Activity
The answer should reproduce the listing below character for character.

*** Materials provided ***

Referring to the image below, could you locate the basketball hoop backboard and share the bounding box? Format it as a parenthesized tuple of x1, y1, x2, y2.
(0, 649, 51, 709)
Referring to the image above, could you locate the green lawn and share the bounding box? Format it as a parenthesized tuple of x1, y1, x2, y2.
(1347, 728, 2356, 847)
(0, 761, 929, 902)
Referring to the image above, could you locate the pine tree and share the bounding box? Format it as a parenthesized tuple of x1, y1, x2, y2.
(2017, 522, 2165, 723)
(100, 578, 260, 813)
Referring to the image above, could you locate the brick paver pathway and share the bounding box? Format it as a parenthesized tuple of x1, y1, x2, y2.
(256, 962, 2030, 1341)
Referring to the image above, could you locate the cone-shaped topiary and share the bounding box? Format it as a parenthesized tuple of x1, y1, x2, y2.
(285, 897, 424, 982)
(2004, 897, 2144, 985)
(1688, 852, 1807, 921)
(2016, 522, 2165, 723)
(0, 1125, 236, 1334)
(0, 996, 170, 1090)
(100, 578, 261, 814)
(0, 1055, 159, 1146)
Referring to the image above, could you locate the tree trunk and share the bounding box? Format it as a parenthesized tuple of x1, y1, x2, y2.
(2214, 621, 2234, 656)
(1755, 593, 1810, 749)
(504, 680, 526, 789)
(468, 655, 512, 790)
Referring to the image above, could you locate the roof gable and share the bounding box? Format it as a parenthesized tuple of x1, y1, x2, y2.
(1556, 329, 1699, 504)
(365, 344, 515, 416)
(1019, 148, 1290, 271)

*** End of Materials provided ***

Result of the task
Referring to the image below, could you locate the basketball hoop backboard and share the bounding box? Format it as a parenthesized tuple of x1, y1, x2, y2.
(0, 649, 51, 709)
Referring to the image above, could you locate the green lawn and share the bounding box? Format it as a parenthesized tuple of x1, y1, x2, y2.
(1347, 728, 2356, 847)
(0, 761, 929, 902)
Referring to the image above, could you locate the pine tree and share the bounding box? Format it as a parenthesized tuple of x1, y1, x2, y2.
(2017, 522, 2165, 723)
(100, 578, 260, 813)
Referring to the image above, could you locate the brick paver pathway and share the bounding box? Format it as a parenthesized tuple of x1, y1, x2, y2.
(256, 962, 2030, 1341)
Referring to the image above, could you locate the cone-shaped topiary and share the bounding box? Format it as a parenthesized tuple of x1, y1, x2, y2.
(285, 897, 424, 982)
(2004, 897, 2144, 985)
(1688, 852, 1807, 921)
(2016, 522, 2165, 723)
(0, 1125, 236, 1334)
(0, 996, 170, 1090)
(100, 578, 261, 814)
(0, 1055, 159, 1146)
Referring to the image above, could you locate the tree trunk and share the bounding box? Format it as a parenthesized tuple of x1, y1, x2, y2.
(2214, 621, 2234, 656)
(1755, 593, 1810, 749)
(504, 680, 526, 789)
(468, 655, 512, 790)
Referring to the image above, could you locate the roof gable and share the bounding box? Format it as a parenthesized tuple of x1, y1, x2, y2.
(1556, 329, 1699, 504)
(365, 344, 515, 416)
(1019, 148, 1290, 271)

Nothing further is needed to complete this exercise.